### Work to complete
Can you reproduce these records verbatim, line for line?

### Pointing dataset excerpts
* * *

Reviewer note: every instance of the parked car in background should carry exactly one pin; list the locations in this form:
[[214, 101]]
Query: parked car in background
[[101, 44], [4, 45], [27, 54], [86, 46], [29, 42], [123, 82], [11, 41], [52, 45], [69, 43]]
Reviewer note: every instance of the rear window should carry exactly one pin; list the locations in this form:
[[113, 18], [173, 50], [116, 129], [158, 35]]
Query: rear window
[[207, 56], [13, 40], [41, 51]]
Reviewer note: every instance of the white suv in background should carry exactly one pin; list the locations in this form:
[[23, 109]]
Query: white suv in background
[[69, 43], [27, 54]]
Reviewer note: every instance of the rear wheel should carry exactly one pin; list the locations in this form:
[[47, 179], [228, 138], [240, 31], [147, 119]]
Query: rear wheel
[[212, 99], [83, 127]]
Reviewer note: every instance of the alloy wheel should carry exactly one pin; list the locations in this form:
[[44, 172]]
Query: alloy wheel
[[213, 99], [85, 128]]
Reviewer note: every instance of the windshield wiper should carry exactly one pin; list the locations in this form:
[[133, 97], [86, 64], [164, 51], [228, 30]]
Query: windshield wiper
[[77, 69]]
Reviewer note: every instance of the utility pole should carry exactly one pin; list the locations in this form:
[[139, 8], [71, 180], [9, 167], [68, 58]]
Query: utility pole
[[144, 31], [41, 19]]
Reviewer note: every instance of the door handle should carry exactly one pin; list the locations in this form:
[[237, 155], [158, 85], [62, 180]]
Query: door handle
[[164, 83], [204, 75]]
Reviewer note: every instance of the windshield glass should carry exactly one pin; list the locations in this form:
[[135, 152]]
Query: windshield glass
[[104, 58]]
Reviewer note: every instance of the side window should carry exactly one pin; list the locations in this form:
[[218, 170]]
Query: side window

* * *

### Solution for this task
Reviewer note: every instance of the parked car in background should carry exactly one pin; list the locations in this form:
[[214, 101]]
Query: parked car in background
[[101, 44], [4, 45], [27, 54], [86, 46], [29, 42], [123, 82], [11, 41], [52, 45], [69, 43]]
Reviewer note: every instance of the rear window should carry exactly one pin; list the locations in this form:
[[113, 18], [173, 50], [116, 129], [158, 35]]
Query: rear window
[[207, 56], [13, 40], [41, 51]]
Reviewer note: every instance of the white suv in background should carry exactly one pin; list the locations in this form:
[[23, 109]]
Query: white suv in background
[[69, 43], [27, 54]]
Reviewer note: every instance of the rear wheel should carry exactly one pin; list the locations in this form:
[[47, 179], [228, 138], [240, 31], [147, 119]]
Query: rear wheel
[[212, 99], [83, 127]]
Reviewer note: every instance of the alloy wheel should carry exactly one pin; list the locations in this form:
[[44, 172]]
Query: alloy wheel
[[213, 99], [85, 128]]
Reviewer note: every instance of the windshield wiper should carry exactly one pin; list the locations in this form:
[[133, 97], [86, 64], [164, 51], [228, 30]]
Query: windshield wiper
[[77, 69]]
Reviewer note: every instance of the utility pole should carry exactly one pin; list the locations in this form:
[[139, 8], [71, 180], [9, 167], [68, 58]]
Query: utility pole
[[144, 31], [41, 19]]
Reviewer note: every instance of the door handle should carry exactly one pin; list the locations in this form:
[[237, 155], [158, 85], [62, 180]]
Query: door handle
[[164, 83], [204, 75]]
Reviewer note: every instance of the windshield glass should carry exactly one pin; list the locations in this form:
[[135, 152]]
Query: windshield glass
[[104, 58]]
Reviewer note: every instance of the side window should carry exactly one pin; list the locations in this form:
[[218, 170]]
Query: side window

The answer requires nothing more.